┌──
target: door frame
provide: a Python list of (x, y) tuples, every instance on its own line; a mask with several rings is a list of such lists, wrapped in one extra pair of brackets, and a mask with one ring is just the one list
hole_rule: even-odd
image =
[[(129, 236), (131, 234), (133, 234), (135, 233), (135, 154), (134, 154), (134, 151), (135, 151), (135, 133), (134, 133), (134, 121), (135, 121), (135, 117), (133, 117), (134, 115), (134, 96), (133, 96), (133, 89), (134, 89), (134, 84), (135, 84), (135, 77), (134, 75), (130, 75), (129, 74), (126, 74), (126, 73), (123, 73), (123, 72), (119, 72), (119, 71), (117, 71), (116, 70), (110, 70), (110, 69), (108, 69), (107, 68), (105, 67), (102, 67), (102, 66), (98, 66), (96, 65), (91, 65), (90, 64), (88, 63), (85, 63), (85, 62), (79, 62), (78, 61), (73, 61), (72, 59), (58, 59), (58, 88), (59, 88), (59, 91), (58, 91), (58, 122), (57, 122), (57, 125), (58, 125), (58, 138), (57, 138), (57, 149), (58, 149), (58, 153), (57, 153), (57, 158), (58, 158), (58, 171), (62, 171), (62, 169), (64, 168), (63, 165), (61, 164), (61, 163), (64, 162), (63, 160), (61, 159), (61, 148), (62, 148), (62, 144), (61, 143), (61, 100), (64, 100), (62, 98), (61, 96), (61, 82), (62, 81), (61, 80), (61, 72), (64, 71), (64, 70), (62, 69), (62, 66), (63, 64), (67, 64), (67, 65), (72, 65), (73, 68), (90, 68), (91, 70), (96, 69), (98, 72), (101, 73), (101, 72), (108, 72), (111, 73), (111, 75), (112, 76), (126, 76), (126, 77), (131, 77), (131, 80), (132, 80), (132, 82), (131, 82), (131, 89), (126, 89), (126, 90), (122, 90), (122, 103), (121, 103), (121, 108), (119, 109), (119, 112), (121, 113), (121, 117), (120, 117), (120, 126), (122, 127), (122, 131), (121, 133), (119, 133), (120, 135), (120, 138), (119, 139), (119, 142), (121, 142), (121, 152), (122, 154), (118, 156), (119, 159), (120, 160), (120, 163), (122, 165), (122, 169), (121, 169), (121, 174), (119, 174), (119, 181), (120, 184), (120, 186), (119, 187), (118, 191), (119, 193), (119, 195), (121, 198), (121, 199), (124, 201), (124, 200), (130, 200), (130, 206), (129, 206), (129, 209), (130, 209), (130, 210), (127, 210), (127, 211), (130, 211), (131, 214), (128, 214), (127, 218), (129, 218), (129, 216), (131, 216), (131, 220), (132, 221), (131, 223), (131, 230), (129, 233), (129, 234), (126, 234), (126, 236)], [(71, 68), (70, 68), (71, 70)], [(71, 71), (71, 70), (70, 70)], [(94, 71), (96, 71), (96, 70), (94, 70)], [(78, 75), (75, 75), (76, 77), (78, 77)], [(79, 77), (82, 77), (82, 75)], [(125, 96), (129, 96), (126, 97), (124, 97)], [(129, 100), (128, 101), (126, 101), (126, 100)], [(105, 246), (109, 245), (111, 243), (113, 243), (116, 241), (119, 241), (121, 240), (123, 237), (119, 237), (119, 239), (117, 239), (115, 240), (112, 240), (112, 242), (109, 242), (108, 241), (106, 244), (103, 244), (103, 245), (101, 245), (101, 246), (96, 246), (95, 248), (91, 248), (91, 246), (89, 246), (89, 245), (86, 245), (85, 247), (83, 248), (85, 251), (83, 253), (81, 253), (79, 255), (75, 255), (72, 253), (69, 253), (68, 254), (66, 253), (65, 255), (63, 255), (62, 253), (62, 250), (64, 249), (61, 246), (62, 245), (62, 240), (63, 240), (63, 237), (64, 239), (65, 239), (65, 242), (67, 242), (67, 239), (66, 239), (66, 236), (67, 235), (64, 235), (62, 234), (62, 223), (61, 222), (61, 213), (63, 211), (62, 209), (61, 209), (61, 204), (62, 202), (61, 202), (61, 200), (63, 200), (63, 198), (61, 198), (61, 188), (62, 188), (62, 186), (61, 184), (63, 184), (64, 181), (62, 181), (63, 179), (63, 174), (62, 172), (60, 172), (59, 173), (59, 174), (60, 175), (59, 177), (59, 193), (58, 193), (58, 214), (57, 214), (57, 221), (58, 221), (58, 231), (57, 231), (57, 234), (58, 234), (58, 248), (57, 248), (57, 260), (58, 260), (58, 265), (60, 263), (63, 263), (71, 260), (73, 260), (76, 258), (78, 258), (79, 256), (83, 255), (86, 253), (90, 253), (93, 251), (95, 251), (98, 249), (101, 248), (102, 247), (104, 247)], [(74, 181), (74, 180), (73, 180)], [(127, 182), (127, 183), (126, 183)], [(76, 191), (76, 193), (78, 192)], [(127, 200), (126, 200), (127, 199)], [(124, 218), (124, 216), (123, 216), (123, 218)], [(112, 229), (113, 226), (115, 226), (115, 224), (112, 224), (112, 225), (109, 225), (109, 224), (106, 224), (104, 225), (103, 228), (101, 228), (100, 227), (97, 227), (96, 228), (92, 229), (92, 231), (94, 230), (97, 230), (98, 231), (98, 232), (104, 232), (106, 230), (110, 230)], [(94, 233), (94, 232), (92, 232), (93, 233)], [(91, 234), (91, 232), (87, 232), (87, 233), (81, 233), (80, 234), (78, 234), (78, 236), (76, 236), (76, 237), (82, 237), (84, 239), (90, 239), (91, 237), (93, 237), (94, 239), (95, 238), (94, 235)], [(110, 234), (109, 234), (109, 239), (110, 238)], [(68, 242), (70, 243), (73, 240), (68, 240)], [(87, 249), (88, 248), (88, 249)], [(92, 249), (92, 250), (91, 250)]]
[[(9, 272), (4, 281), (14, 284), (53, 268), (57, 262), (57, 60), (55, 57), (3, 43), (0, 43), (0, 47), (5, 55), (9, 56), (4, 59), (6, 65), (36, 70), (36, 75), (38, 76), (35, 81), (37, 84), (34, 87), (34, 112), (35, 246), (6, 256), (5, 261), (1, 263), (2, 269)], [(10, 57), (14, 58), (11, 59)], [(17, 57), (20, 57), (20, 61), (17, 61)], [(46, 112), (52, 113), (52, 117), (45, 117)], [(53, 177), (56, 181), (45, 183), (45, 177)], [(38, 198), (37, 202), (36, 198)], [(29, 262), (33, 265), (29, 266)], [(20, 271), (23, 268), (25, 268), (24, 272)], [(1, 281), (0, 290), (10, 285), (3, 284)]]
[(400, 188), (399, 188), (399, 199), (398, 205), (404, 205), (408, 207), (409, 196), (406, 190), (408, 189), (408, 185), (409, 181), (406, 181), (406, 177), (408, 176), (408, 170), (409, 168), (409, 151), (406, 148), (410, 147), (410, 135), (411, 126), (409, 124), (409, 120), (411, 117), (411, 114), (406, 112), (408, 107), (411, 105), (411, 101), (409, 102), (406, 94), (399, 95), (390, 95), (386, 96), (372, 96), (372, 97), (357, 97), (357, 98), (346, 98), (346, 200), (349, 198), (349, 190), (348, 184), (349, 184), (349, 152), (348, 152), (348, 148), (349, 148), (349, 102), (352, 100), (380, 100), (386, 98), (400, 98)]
└──
From the material above, pick out and copy each line that contains the string "such".

* [Full response]
provide: a Python list of (x, y) tuples, every instance on its own line; a mask with several rings is a list of such lists, wrapped in one extra pair of brackets, and a mask with one ring is just the one list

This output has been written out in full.